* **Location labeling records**
==============================

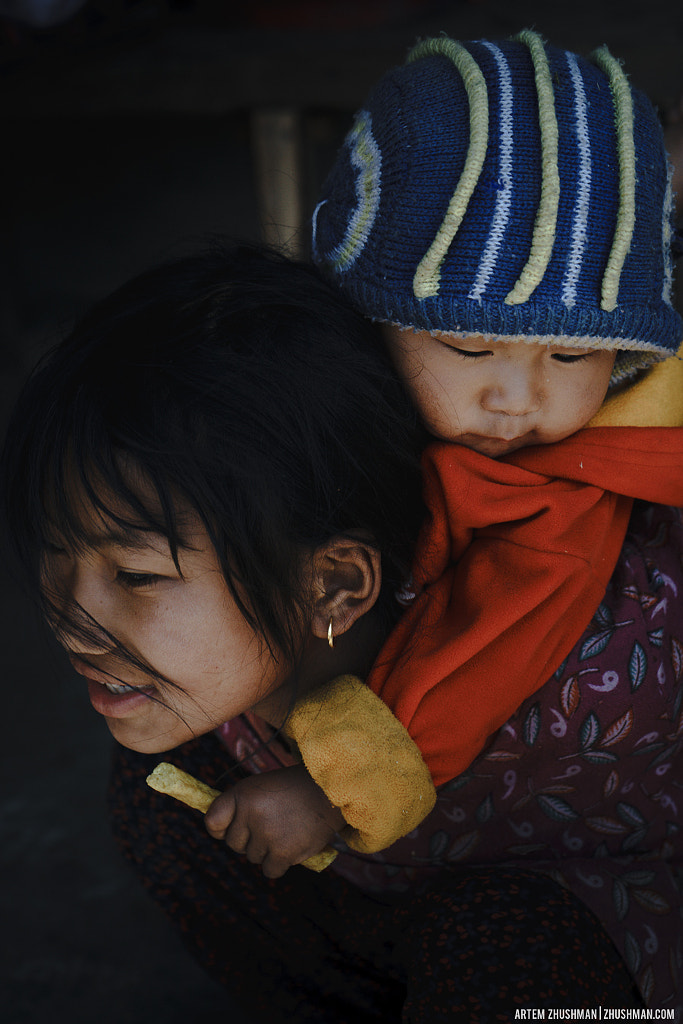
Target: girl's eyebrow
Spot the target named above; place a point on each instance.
(135, 538)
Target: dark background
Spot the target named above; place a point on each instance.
(127, 136)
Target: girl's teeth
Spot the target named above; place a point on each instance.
(116, 688)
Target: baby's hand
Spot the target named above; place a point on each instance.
(276, 819)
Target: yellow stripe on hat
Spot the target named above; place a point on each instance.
(626, 218)
(546, 217)
(427, 276)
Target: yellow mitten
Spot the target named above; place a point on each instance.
(364, 759)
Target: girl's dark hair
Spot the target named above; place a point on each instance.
(241, 382)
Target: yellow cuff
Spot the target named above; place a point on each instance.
(654, 400)
(365, 761)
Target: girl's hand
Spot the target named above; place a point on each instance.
(275, 819)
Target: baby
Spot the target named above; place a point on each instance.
(505, 210)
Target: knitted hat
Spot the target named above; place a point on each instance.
(512, 190)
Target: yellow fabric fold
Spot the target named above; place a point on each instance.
(364, 759)
(654, 400)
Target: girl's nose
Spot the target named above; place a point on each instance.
(514, 392)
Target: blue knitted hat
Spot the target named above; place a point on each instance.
(513, 190)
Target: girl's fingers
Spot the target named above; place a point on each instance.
(220, 815)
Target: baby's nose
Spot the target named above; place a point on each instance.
(516, 393)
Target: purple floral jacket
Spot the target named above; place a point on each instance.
(585, 782)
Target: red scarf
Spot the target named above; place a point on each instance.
(510, 568)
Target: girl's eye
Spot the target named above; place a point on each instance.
(136, 581)
(565, 357)
(468, 354)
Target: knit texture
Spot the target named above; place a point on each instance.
(508, 189)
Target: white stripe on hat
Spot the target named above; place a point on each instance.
(580, 222)
(504, 196)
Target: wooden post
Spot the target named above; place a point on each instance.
(276, 141)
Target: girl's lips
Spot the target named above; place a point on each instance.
(108, 704)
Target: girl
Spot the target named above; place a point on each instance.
(189, 480)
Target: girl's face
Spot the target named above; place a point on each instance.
(497, 396)
(185, 626)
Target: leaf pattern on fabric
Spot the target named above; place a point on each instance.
(590, 731)
(595, 644)
(531, 725)
(637, 666)
(556, 808)
(619, 729)
(570, 696)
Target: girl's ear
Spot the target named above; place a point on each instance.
(347, 577)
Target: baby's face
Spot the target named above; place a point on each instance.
(497, 396)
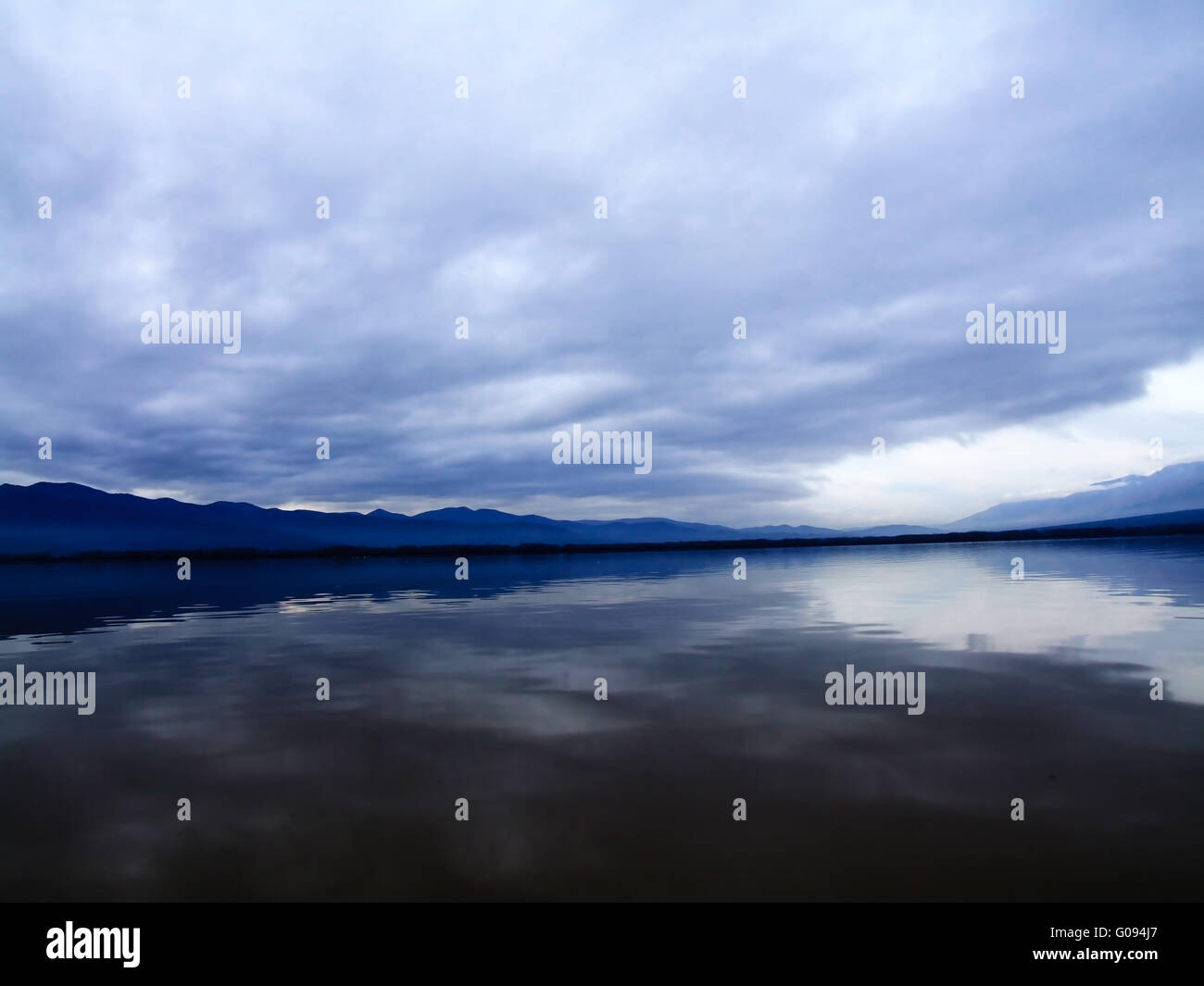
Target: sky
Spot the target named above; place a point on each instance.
(718, 207)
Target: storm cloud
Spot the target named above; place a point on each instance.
(484, 208)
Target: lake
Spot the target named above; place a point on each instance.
(717, 690)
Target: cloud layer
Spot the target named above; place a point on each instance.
(717, 208)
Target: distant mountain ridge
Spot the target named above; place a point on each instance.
(67, 519)
(1168, 490)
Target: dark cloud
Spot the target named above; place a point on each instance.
(484, 208)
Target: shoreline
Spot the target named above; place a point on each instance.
(754, 544)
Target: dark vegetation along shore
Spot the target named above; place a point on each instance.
(1075, 532)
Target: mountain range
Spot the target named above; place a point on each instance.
(65, 519)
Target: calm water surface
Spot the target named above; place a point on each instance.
(484, 690)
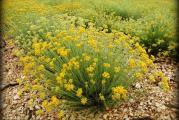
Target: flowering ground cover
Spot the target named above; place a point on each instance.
(89, 59)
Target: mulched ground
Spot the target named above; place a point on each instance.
(149, 103)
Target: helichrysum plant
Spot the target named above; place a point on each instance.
(83, 68)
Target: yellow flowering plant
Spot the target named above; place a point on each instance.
(91, 74)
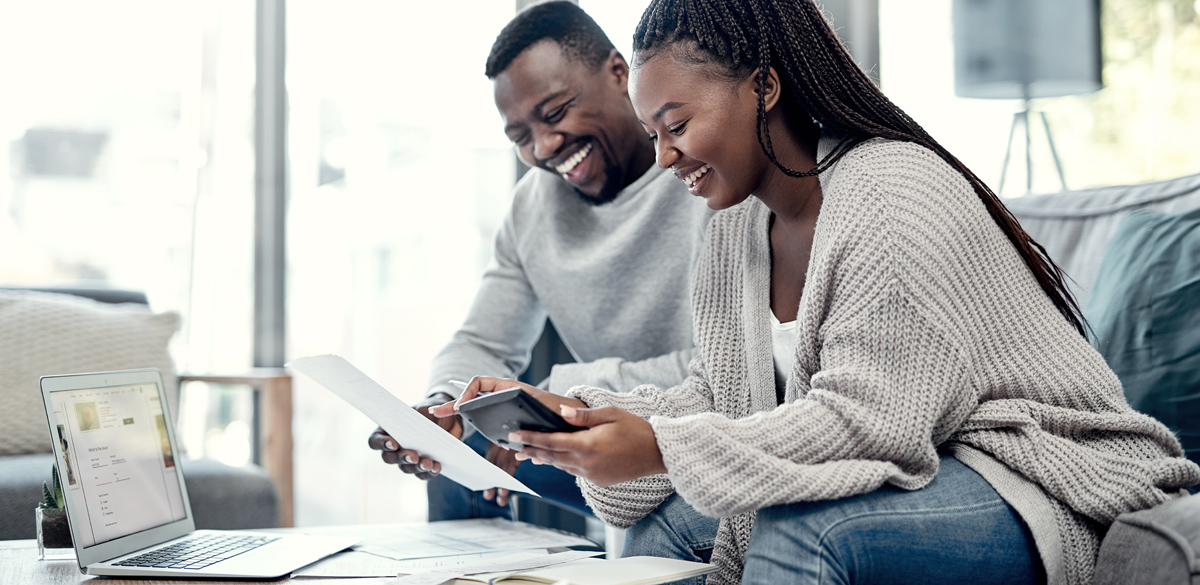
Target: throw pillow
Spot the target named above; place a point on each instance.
(1145, 311)
(46, 333)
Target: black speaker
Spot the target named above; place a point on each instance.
(1007, 49)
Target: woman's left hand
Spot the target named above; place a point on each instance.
(617, 446)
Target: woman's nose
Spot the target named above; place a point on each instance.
(665, 155)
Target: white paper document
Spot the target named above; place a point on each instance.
(495, 570)
(460, 537)
(459, 462)
(354, 564)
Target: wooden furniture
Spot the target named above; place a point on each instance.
(273, 414)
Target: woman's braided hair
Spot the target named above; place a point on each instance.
(821, 80)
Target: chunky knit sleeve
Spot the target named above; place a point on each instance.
(885, 381)
(624, 504)
(891, 383)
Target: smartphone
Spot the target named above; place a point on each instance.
(497, 414)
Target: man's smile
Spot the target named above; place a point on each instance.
(574, 160)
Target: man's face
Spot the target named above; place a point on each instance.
(573, 120)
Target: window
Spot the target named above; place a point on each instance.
(400, 176)
(126, 160)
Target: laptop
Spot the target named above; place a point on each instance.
(126, 501)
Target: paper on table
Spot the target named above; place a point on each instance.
(459, 462)
(457, 537)
(354, 564)
(502, 567)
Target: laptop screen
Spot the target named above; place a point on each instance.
(120, 470)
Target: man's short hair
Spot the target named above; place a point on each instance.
(564, 23)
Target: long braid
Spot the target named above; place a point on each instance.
(826, 84)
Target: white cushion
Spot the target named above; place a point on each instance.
(45, 333)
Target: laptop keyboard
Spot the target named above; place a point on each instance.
(198, 553)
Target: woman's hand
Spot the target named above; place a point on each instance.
(480, 385)
(617, 446)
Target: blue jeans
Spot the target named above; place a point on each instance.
(954, 530)
(450, 501)
(673, 530)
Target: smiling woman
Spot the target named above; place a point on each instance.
(939, 405)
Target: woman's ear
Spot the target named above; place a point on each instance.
(769, 88)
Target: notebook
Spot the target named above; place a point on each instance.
(126, 501)
(627, 571)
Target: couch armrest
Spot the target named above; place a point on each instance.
(274, 426)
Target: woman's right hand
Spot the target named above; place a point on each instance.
(480, 385)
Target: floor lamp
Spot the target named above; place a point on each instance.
(1026, 49)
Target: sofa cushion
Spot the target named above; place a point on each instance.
(46, 333)
(1075, 225)
(1145, 312)
(1153, 547)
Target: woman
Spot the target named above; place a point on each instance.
(939, 415)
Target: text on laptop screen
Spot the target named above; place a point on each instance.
(120, 469)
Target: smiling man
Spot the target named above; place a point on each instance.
(598, 240)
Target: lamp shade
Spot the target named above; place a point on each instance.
(1007, 49)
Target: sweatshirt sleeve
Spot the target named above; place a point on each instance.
(502, 326)
(621, 375)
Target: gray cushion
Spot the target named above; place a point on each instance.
(46, 333)
(1075, 225)
(222, 496)
(1153, 547)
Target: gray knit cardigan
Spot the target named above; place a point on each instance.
(919, 327)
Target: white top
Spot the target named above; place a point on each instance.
(919, 327)
(783, 350)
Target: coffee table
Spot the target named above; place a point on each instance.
(19, 566)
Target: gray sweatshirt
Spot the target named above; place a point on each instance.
(615, 279)
(919, 327)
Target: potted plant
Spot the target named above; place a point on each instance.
(53, 531)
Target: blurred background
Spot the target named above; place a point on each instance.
(127, 160)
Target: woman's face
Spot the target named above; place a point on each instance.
(702, 126)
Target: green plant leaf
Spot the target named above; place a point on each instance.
(58, 486)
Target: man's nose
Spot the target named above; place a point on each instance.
(546, 145)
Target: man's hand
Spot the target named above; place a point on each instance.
(409, 460)
(618, 446)
(502, 457)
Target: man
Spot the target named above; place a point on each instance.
(598, 239)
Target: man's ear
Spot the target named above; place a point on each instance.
(618, 68)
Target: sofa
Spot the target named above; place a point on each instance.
(78, 330)
(1086, 233)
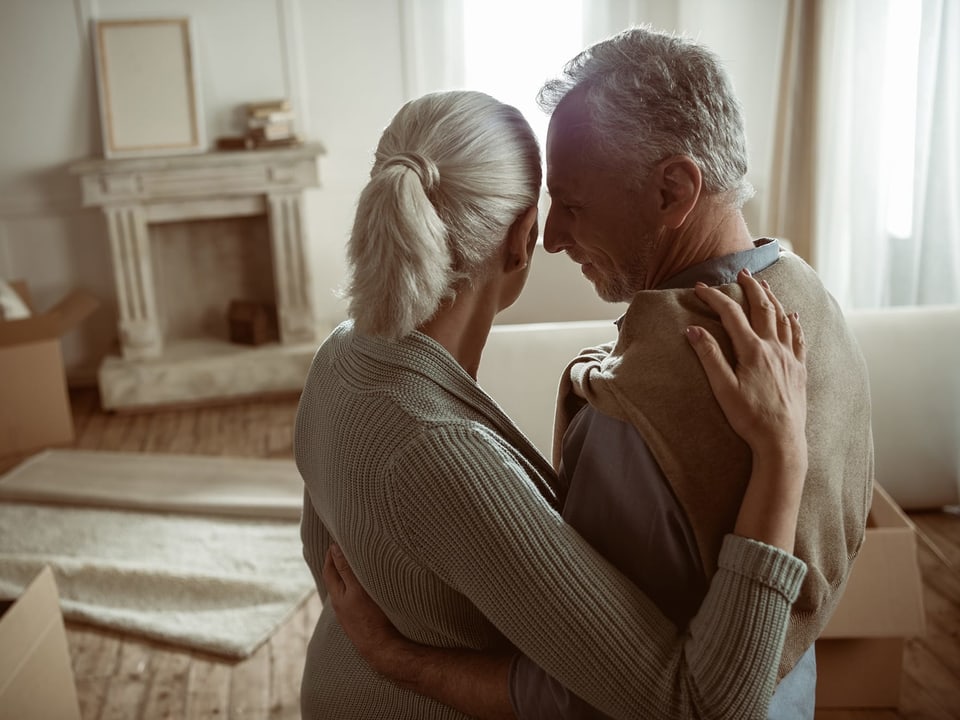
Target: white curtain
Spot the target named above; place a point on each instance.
(887, 195)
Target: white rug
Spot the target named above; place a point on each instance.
(220, 583)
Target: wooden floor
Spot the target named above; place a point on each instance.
(122, 677)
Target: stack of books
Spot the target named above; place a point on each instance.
(269, 124)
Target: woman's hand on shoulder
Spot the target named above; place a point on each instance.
(763, 393)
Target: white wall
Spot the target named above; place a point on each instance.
(341, 61)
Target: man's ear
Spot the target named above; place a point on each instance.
(521, 239)
(680, 183)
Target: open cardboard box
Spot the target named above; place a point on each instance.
(860, 652)
(36, 677)
(35, 411)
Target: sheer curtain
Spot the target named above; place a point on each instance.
(869, 147)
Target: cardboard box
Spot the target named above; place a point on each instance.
(36, 678)
(860, 652)
(35, 411)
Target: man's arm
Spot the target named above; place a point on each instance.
(473, 682)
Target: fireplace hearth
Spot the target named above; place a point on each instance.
(189, 235)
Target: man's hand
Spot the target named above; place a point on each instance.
(473, 682)
(367, 626)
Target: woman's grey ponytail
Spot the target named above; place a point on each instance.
(401, 241)
(452, 172)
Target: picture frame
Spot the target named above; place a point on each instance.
(148, 87)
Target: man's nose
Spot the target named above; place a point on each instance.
(555, 236)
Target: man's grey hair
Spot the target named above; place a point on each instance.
(651, 95)
(452, 172)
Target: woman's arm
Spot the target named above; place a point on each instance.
(742, 622)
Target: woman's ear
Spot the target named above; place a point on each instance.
(521, 240)
(680, 182)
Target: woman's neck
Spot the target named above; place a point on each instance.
(462, 327)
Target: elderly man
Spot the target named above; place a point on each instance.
(646, 164)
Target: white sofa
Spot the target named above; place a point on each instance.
(913, 356)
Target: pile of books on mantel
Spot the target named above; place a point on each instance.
(270, 124)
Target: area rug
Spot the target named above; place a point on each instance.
(218, 568)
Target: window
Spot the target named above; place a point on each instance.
(508, 53)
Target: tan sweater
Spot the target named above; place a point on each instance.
(653, 380)
(448, 515)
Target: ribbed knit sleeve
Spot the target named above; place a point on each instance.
(460, 504)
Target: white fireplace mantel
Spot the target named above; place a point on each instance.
(135, 193)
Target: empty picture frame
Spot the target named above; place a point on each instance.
(148, 89)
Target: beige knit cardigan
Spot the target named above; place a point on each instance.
(449, 517)
(651, 379)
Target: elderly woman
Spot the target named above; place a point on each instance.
(450, 517)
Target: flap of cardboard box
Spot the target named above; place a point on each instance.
(62, 317)
(884, 594)
(36, 677)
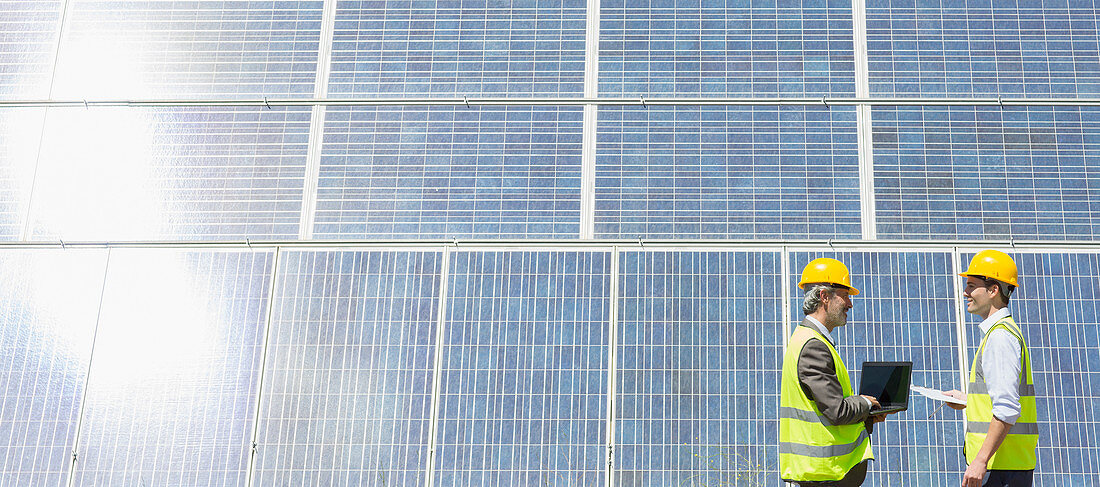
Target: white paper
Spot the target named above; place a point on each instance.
(937, 395)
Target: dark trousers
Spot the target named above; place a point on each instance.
(1009, 478)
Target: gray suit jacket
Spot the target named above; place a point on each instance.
(817, 377)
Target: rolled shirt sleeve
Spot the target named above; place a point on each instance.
(1001, 366)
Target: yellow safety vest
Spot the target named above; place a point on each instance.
(811, 447)
(1018, 451)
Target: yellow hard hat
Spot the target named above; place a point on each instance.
(994, 265)
(827, 270)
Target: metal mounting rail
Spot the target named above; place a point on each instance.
(625, 101)
(633, 243)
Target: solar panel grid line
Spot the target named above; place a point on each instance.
(317, 121)
(612, 364)
(263, 365)
(437, 371)
(87, 376)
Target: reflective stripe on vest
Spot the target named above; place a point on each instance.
(1018, 450)
(810, 446)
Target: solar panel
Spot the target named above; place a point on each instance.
(697, 368)
(987, 173)
(982, 48)
(1055, 306)
(348, 388)
(48, 300)
(174, 174)
(524, 379)
(689, 47)
(28, 42)
(905, 311)
(19, 153)
(517, 47)
(424, 173)
(727, 173)
(188, 48)
(173, 383)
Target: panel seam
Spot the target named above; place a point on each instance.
(264, 351)
(66, 18)
(437, 372)
(312, 169)
(864, 140)
(612, 365)
(589, 123)
(87, 376)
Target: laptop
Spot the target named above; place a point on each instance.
(888, 382)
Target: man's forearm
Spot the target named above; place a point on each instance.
(997, 432)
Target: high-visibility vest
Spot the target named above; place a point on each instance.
(810, 446)
(1018, 451)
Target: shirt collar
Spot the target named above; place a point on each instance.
(998, 316)
(821, 328)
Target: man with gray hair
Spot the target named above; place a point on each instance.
(824, 428)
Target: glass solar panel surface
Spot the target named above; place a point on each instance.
(188, 48)
(351, 353)
(716, 48)
(1011, 48)
(727, 173)
(173, 383)
(905, 311)
(48, 300)
(1056, 307)
(19, 154)
(430, 173)
(173, 174)
(697, 368)
(524, 378)
(450, 47)
(987, 173)
(28, 43)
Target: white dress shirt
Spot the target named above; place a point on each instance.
(1001, 364)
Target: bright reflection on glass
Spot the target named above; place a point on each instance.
(19, 150)
(92, 173)
(175, 368)
(48, 300)
(97, 68)
(172, 344)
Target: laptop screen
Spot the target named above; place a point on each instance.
(888, 382)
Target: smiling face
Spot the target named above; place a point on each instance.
(836, 308)
(979, 297)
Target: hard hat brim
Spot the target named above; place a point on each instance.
(851, 290)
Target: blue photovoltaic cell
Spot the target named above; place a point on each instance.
(1056, 307)
(19, 151)
(175, 372)
(1027, 47)
(737, 47)
(347, 395)
(727, 173)
(189, 48)
(454, 47)
(424, 173)
(524, 379)
(28, 42)
(697, 368)
(905, 311)
(47, 317)
(174, 174)
(987, 173)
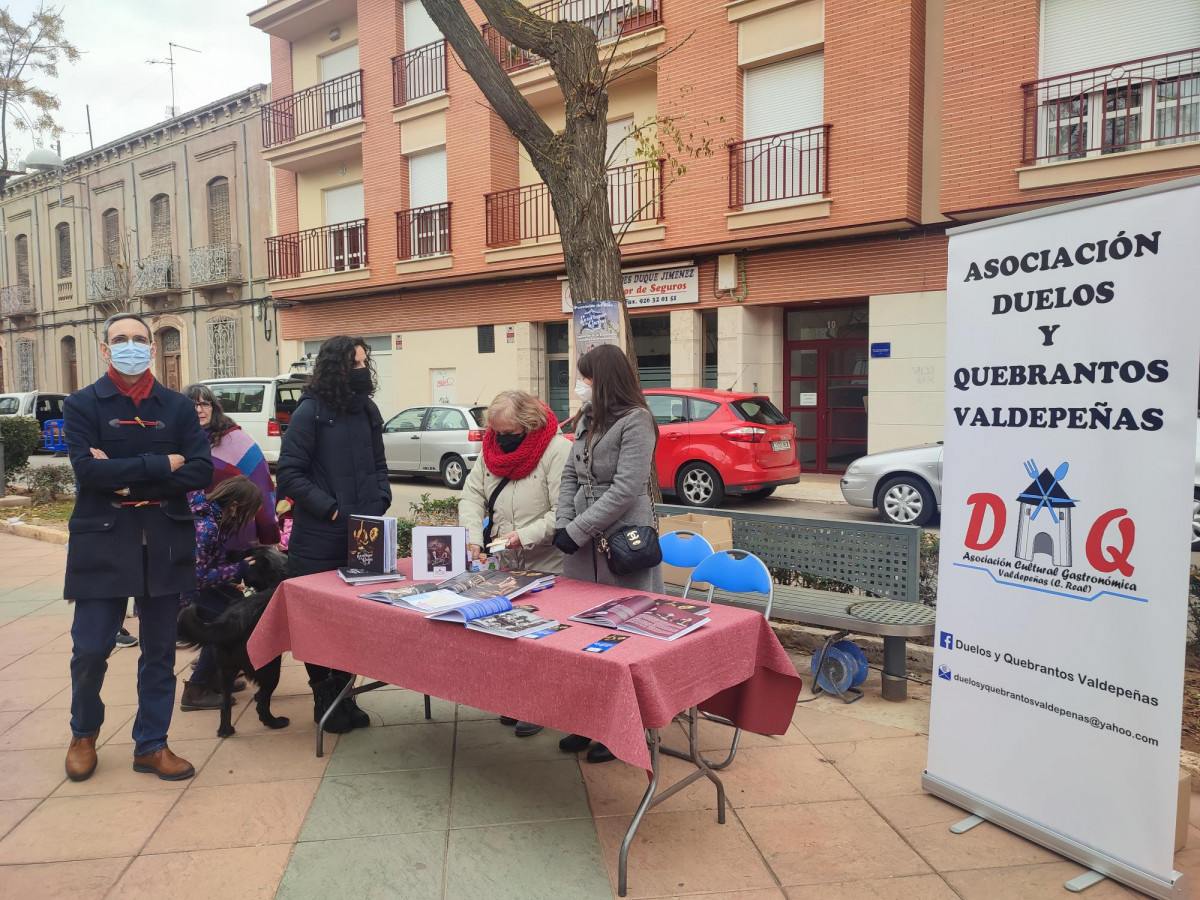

==============================

* **PROBLEM**
Identify every line of the records above that contains the string "background", and copy each such line in full. Matching is case-sensitive.

* **FULL SOLUTION**
Target: dark background
Target: blurred background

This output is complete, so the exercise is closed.